===== RECORDS SHOWN

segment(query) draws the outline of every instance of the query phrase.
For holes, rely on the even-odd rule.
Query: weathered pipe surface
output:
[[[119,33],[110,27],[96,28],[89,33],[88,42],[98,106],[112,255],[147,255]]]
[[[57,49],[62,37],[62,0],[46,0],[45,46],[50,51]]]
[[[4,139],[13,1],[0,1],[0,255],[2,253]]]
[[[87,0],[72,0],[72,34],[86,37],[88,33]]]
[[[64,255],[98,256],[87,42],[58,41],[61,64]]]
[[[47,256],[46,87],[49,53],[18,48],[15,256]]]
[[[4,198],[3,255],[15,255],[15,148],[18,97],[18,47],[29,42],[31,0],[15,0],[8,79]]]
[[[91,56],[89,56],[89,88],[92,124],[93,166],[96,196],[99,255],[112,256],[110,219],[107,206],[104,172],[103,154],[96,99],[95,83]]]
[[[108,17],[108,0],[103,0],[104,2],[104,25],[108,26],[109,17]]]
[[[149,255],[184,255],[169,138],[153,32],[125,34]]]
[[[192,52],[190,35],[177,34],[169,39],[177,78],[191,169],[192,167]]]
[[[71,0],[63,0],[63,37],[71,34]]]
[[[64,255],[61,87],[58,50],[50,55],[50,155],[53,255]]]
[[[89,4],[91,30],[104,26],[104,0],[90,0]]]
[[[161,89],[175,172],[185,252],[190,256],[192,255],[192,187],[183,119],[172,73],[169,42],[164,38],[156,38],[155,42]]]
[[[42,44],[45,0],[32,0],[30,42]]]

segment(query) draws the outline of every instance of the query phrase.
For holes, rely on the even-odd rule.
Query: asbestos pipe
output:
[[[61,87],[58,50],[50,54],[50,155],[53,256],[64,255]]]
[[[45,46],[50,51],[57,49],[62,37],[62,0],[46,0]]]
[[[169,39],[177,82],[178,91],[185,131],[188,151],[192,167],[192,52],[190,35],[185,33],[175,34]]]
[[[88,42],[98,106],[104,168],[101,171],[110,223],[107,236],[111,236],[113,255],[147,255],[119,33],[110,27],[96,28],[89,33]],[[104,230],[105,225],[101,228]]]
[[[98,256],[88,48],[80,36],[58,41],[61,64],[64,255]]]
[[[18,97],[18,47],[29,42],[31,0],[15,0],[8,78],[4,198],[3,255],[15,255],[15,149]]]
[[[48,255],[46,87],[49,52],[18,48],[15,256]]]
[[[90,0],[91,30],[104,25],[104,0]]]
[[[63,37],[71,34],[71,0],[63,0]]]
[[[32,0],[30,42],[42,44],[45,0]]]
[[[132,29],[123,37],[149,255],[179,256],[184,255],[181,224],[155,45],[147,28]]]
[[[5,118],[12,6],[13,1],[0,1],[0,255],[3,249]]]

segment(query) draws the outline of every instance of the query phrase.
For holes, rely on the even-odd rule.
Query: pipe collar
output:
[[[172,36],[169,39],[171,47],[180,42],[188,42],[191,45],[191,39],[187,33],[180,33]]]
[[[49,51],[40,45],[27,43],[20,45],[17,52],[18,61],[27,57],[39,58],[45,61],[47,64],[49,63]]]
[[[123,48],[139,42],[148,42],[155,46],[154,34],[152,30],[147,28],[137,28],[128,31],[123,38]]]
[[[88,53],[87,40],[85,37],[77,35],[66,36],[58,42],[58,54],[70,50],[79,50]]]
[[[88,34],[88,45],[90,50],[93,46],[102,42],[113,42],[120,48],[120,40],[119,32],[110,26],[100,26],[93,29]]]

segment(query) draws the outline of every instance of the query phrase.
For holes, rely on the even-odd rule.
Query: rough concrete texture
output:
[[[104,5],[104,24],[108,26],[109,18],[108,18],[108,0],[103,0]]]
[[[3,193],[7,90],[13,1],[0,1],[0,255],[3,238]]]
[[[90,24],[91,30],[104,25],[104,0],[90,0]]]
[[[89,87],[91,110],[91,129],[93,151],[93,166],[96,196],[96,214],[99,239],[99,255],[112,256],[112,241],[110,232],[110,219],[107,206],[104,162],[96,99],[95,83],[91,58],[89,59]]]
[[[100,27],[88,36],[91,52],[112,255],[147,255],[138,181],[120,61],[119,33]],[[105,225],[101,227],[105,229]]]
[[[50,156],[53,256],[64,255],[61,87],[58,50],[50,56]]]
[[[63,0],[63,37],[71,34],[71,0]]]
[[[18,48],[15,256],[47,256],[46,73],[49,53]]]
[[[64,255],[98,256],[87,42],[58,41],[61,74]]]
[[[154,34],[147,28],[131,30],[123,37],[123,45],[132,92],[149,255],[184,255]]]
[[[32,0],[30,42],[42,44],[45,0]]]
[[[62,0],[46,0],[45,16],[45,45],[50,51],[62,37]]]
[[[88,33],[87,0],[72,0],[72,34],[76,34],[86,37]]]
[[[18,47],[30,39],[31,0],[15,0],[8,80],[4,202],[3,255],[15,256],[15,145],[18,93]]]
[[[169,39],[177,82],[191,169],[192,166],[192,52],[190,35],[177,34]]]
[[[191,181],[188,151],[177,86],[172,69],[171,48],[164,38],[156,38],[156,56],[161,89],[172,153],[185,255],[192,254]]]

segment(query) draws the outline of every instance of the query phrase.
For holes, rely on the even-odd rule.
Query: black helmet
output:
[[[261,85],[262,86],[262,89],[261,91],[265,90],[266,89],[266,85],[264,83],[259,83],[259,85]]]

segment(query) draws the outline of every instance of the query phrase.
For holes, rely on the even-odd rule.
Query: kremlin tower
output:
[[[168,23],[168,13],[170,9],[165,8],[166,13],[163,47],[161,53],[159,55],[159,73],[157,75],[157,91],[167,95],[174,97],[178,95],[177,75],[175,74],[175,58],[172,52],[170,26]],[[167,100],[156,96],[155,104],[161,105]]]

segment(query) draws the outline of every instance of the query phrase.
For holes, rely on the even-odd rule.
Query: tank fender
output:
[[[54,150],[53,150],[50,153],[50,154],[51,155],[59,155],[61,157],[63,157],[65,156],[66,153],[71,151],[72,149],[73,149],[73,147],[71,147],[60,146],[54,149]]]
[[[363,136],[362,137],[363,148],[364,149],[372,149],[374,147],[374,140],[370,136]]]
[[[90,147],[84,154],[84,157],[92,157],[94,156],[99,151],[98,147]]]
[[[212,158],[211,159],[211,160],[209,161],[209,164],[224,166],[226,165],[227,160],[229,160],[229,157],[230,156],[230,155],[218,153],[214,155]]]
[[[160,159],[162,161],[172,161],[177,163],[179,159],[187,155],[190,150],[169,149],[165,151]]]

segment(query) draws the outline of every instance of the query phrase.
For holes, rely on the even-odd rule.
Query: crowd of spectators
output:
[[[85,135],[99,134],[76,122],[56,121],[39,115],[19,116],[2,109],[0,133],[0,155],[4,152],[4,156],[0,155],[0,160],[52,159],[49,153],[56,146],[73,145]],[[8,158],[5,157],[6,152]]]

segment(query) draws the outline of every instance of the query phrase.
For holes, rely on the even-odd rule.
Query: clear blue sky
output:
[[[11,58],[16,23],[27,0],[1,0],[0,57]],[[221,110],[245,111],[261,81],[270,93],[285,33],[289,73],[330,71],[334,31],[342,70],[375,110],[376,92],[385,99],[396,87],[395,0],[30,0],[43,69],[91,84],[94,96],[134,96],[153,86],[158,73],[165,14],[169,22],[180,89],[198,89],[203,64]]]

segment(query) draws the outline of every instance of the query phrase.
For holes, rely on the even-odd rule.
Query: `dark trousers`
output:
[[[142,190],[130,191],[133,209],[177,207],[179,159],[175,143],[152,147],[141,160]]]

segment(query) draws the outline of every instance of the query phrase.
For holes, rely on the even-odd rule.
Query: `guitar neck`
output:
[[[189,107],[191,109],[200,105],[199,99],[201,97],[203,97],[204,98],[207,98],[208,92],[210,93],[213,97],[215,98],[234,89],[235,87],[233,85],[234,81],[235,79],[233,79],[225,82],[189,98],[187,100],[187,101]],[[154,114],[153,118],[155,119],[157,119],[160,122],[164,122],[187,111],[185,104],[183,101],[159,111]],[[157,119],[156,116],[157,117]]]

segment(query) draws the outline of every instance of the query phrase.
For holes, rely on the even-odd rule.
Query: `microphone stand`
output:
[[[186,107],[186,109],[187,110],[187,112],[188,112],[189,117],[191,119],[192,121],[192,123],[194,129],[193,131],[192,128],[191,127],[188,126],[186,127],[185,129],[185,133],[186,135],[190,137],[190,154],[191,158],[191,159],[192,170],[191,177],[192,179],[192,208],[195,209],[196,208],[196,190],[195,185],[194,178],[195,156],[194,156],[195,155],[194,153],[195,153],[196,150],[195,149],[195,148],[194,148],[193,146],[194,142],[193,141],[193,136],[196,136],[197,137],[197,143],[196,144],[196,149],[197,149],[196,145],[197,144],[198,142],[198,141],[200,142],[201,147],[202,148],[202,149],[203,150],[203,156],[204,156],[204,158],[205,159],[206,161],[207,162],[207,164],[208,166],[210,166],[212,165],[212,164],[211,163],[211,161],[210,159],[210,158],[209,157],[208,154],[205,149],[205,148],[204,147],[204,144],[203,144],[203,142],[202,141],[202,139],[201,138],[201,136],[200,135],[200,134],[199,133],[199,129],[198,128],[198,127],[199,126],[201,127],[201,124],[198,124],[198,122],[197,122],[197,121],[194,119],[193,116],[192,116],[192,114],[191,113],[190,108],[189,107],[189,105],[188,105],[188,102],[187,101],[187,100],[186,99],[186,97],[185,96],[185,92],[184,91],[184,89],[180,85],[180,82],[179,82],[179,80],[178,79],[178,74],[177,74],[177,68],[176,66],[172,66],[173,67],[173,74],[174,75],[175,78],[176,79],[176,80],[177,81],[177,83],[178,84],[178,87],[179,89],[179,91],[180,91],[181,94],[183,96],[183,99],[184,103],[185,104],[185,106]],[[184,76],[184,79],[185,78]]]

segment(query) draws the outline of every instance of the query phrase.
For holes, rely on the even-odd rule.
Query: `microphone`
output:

==========

- **WHAT YOU NEED TO DO**
Rewrite only the listing's lines from its very start through the line containing "[[[42,44],[45,0],[32,0],[30,42]]]", both ends included. Substitute "corroded" for "weathered" and keep everything else the same.

- **OUTPUT**
segment(query) draws the outline of every instance of the query phrase.
For holes, rely on the even-odd rule.
Query: corroded pipe surface
output:
[[[119,33],[110,27],[96,28],[89,33],[88,42],[98,106],[112,255],[147,255]]]
[[[57,49],[62,37],[62,0],[46,0],[45,46],[50,51]]]
[[[4,139],[13,1],[0,1],[0,255],[2,253]]]
[[[87,0],[72,0],[72,34],[86,37],[88,33]]]
[[[64,255],[98,256],[87,42],[58,41],[61,64]]]
[[[47,256],[46,87],[49,53],[18,48],[15,256]]]
[[[4,198],[3,255],[15,255],[15,148],[18,97],[18,47],[29,42],[31,0],[15,0],[8,79]]]
[[[91,56],[89,56],[89,88],[92,124],[93,166],[96,196],[99,255],[112,256],[110,219],[107,206],[104,172],[103,154],[96,99],[95,83]]]
[[[108,17],[108,0],[103,0],[104,2],[104,25],[108,26],[109,17]]]
[[[149,255],[184,255],[169,138],[153,32],[125,34]]]
[[[192,52],[190,35],[177,34],[169,39],[177,78],[191,169],[192,167]]]
[[[71,0],[63,0],[63,37],[71,34]]]
[[[64,255],[61,87],[58,50],[50,55],[50,155],[53,255]]]
[[[89,4],[91,30],[104,26],[104,0],[90,0]]]
[[[161,89],[175,172],[185,252],[190,256],[192,255],[192,187],[183,119],[172,73],[169,42],[164,38],[156,38],[155,42]]]
[[[42,44],[45,0],[32,0],[30,42]]]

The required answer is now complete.